• Entrées présentées:

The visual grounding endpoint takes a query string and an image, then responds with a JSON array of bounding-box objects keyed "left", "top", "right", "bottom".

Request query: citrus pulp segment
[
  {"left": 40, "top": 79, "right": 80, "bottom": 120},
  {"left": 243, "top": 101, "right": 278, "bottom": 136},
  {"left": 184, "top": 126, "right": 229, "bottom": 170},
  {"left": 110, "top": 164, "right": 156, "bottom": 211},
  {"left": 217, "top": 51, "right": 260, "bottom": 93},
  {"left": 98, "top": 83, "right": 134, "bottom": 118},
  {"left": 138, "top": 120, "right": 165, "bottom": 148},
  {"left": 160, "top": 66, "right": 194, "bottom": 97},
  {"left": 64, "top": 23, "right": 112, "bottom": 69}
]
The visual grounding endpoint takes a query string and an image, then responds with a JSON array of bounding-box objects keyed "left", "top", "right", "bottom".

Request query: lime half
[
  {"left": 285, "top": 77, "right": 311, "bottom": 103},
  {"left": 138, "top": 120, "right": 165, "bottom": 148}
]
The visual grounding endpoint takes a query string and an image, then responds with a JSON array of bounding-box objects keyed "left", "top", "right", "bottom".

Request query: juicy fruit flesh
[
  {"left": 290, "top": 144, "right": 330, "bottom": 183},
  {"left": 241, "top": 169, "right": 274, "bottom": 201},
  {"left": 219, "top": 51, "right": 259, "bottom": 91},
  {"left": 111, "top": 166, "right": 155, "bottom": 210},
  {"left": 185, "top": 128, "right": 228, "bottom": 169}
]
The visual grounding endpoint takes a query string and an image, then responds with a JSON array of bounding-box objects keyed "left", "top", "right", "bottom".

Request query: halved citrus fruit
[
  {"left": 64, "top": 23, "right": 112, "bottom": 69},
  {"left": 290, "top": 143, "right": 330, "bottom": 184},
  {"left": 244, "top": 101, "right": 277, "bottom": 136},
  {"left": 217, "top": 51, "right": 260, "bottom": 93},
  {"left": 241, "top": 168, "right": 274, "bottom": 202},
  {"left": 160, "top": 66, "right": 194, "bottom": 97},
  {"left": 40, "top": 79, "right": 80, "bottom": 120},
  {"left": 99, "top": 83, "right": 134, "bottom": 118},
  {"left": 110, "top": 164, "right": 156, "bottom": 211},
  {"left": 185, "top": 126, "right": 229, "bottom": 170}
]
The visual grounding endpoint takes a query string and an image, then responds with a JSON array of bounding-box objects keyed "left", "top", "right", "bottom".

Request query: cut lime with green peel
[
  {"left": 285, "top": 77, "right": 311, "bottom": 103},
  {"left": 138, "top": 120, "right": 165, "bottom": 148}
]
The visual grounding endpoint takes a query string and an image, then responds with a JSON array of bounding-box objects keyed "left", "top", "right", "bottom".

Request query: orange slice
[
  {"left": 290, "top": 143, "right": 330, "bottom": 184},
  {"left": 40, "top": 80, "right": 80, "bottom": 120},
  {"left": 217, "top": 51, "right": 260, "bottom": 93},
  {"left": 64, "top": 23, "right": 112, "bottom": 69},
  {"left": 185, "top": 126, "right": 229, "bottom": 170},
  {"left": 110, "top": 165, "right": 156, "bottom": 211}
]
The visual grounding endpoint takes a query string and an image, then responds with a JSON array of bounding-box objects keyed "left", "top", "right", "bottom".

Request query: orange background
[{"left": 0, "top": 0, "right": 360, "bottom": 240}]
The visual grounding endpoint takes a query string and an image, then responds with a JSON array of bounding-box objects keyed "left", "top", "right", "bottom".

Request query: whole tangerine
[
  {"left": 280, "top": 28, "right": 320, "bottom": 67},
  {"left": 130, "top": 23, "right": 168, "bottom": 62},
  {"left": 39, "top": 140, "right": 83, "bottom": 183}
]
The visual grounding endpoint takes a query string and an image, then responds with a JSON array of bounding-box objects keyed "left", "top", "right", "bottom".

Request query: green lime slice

• Objet de la tâche: Quelles lignes des entrées ci-dessus contiennent le mot « fruit » ? Extrayez-les toutes, sans rien y changer.

• Réponse ci-dessous:
Request query: juicy fruit flesh
Request query: halved citrus fruit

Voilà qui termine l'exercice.